- Data from a collection -
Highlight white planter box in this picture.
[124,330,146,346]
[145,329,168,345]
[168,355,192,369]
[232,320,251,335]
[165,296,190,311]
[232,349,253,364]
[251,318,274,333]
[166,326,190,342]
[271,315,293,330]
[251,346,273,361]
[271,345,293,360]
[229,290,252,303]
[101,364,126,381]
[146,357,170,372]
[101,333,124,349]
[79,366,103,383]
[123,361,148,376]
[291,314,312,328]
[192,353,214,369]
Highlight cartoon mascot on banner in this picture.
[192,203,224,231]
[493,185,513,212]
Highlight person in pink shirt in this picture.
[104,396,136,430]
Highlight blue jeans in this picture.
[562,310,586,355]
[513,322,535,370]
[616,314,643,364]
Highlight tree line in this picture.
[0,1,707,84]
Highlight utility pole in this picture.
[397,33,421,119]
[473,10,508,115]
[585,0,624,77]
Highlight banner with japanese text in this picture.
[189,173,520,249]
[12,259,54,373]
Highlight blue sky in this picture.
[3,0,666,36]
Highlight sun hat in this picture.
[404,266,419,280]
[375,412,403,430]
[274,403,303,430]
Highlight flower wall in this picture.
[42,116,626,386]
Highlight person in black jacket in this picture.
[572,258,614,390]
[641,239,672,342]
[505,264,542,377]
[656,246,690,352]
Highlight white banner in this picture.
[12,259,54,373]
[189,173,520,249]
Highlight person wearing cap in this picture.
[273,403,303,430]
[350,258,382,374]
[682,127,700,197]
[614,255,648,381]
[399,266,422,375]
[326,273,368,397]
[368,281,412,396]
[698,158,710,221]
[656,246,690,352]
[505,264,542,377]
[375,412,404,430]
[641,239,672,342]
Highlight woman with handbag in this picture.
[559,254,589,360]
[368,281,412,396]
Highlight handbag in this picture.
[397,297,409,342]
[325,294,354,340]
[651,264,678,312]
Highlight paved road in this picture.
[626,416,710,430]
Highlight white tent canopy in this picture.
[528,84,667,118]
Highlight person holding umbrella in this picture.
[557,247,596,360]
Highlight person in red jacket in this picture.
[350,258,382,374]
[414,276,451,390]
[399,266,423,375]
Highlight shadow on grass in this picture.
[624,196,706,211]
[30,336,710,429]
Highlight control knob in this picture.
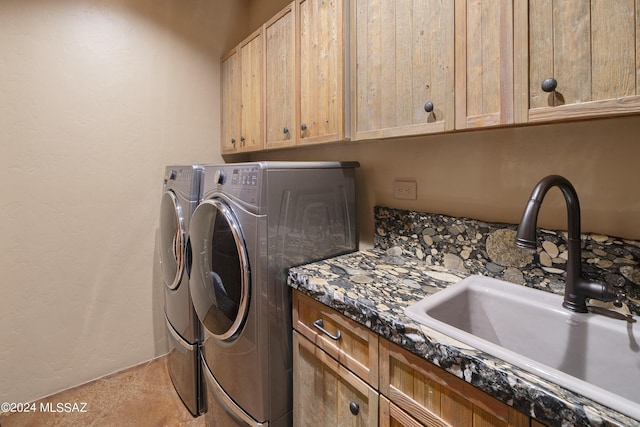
[213,170,227,185]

- What you will do -
Rewrite the part of the data that begins with the line containing "Highlight handbag in this picture." and continues to the end of the data, including both of those lines. Keep the request lines unchanged, multiply every bounding-box coordinate by 1.8, round each result to a whole number with halves rounded up, and leave out the pictures.

- Answer to this exercise -
Highlight handbag in this picture.
[715,535,736,616]
[585,529,637,612]
[1172,475,1220,562]
Highlight paved road in this picture.
[1127,749,1278,774]
Highlight white tent canopy in this picture.
[950,151,1201,212]
Highlight person holding umbrella in this picture.
[1003,445,1073,648]
Highlight person in red jacket in this picture.
[630,464,688,673]
[745,497,812,702]
[718,479,761,675]
Highlight shadow on grass in this picture.
[1123,353,1271,380]
[54,605,1278,772]
Highlight control knob in this picture.
[383,306,409,333]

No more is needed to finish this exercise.